EXERCISE OBJECTIVE: Starting at the line that contains "Locate every instance of the white metal", transcribe each line exactly through the last line of the data. Include nothing else.

Records from a data source:
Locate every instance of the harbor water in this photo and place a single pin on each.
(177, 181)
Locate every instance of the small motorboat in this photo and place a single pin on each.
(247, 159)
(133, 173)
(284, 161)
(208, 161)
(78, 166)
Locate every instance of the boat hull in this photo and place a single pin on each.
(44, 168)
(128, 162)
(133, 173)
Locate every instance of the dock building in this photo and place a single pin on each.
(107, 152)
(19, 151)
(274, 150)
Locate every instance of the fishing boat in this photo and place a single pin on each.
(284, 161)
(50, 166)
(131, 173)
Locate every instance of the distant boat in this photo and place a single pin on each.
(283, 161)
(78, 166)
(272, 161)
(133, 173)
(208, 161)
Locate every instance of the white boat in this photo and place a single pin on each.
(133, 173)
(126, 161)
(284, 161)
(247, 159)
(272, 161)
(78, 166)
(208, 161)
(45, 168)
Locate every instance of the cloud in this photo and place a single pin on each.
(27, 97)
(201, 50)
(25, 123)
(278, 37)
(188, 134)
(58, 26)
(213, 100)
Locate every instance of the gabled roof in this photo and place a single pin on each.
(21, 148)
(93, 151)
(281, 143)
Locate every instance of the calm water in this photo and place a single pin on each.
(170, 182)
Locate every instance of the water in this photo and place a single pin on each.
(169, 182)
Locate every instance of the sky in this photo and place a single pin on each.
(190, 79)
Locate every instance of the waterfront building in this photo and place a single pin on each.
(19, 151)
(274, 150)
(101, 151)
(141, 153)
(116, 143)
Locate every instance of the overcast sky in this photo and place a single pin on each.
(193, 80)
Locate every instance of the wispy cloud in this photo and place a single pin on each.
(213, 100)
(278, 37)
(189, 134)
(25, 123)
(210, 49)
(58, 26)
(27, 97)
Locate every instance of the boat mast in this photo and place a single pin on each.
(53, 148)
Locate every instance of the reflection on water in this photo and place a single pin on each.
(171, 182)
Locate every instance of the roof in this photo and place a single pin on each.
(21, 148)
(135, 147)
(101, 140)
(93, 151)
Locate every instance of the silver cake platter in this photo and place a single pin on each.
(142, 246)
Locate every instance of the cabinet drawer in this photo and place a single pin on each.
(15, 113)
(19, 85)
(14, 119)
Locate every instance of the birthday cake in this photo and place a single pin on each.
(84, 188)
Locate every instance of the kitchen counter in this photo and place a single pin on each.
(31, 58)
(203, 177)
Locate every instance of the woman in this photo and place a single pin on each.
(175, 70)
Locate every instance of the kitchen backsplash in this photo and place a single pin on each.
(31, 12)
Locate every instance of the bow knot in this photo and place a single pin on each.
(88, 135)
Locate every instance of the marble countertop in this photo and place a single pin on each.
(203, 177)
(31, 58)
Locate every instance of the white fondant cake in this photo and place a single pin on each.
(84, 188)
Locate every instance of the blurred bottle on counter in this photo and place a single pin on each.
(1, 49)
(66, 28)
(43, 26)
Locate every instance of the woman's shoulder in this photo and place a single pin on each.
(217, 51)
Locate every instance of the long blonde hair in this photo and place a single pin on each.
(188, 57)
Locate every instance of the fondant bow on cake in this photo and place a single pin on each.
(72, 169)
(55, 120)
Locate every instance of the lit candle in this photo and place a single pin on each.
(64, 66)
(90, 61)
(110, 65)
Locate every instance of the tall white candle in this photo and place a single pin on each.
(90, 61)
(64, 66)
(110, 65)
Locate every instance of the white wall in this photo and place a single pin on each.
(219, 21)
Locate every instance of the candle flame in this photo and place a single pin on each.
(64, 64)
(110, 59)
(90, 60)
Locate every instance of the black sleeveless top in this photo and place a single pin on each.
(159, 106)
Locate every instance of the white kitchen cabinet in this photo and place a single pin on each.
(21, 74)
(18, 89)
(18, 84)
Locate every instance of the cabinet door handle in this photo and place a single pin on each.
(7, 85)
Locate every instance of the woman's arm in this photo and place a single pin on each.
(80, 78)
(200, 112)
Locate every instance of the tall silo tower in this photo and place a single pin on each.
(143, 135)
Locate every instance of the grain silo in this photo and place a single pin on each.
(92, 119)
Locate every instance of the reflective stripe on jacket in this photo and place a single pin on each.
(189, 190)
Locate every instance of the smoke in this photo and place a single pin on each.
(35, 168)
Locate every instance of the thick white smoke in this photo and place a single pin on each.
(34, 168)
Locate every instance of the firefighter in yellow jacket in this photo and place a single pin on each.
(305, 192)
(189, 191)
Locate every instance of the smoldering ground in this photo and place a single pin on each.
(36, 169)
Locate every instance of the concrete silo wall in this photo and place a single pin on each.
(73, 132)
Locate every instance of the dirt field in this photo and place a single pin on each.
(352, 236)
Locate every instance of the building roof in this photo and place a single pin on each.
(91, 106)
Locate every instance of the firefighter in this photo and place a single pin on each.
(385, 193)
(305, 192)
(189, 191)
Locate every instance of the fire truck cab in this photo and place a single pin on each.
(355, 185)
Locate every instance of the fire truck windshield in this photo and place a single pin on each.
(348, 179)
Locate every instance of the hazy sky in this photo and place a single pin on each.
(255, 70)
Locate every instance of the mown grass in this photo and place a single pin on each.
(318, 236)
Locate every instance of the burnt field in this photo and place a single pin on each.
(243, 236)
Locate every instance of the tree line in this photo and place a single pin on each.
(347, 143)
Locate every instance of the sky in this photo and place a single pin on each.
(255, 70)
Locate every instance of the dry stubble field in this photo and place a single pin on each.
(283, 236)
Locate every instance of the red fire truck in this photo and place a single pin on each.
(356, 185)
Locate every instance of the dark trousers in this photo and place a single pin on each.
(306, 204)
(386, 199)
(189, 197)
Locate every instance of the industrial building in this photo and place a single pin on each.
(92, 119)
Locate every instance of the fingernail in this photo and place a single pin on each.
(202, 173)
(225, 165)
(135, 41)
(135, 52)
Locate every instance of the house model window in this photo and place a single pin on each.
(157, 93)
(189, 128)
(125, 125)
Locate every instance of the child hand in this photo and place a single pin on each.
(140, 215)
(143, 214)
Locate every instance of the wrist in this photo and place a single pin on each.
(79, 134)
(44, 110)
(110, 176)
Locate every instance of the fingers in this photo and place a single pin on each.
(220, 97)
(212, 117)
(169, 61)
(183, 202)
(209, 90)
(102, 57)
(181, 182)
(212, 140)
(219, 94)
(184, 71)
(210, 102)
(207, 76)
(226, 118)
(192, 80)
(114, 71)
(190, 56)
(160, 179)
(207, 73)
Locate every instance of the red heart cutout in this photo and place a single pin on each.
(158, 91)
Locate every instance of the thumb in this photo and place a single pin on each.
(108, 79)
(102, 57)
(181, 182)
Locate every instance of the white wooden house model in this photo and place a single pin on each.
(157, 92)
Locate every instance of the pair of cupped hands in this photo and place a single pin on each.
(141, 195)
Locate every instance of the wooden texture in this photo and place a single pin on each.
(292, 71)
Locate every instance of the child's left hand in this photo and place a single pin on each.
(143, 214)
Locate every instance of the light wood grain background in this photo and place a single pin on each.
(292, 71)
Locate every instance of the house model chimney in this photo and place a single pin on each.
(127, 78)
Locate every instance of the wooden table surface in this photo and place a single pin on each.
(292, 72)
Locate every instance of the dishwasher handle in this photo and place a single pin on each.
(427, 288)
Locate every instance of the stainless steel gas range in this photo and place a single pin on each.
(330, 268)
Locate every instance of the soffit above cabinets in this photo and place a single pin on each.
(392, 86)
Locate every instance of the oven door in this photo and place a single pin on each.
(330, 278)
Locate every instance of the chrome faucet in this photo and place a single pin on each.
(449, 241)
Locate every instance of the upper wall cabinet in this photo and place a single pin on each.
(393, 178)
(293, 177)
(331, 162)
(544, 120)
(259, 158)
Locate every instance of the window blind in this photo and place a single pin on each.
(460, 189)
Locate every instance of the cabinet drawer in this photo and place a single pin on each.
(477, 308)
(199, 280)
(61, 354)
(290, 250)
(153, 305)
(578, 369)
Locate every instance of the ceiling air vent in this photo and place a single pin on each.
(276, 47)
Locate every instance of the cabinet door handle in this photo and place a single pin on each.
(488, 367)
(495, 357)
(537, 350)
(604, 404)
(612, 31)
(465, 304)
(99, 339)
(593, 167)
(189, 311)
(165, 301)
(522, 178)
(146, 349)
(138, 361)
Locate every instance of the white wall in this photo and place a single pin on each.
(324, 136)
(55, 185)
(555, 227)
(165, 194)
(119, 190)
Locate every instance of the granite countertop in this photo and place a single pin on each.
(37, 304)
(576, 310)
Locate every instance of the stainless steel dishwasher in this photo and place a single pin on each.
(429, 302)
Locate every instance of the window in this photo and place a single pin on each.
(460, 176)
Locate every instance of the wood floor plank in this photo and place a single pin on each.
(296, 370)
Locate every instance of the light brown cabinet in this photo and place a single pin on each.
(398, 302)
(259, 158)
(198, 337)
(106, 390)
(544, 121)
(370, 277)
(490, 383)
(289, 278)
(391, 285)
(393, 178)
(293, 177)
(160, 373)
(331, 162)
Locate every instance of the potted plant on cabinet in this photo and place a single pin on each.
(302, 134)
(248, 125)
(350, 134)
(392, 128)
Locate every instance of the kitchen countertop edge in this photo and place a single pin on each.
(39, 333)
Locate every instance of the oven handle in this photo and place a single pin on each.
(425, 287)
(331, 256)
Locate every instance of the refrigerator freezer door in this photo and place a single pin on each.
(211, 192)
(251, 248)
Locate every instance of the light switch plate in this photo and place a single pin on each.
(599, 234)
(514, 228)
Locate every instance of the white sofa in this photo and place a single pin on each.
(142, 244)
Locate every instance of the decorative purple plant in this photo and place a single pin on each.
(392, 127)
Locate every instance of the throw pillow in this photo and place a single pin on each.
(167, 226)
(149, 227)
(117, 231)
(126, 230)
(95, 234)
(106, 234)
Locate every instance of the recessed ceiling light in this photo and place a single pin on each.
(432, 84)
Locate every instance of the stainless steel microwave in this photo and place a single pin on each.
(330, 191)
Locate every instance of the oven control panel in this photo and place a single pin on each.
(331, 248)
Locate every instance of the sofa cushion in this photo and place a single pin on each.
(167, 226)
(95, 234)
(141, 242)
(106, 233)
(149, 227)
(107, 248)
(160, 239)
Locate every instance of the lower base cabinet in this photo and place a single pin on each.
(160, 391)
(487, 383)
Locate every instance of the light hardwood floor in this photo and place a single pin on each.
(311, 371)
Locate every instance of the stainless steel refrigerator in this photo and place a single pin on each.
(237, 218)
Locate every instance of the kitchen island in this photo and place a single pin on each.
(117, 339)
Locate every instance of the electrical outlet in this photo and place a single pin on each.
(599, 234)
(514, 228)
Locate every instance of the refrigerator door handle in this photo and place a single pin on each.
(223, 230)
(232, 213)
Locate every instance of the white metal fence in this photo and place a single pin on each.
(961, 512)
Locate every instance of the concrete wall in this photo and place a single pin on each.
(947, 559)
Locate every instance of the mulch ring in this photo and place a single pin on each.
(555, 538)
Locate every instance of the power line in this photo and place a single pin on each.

RESPONSE TO THIS TASK:
Locate every instance of the white metal fence in this photo and place a single pin on each.
(961, 512)
Locate every instance of the concrete wall in this photo and place a single pin on each.
(947, 559)
Locate every instance of the mulch ring in this photo and place a single pin on each.
(555, 538)
Locate every instance of the power line in this photo and place a single pin on each.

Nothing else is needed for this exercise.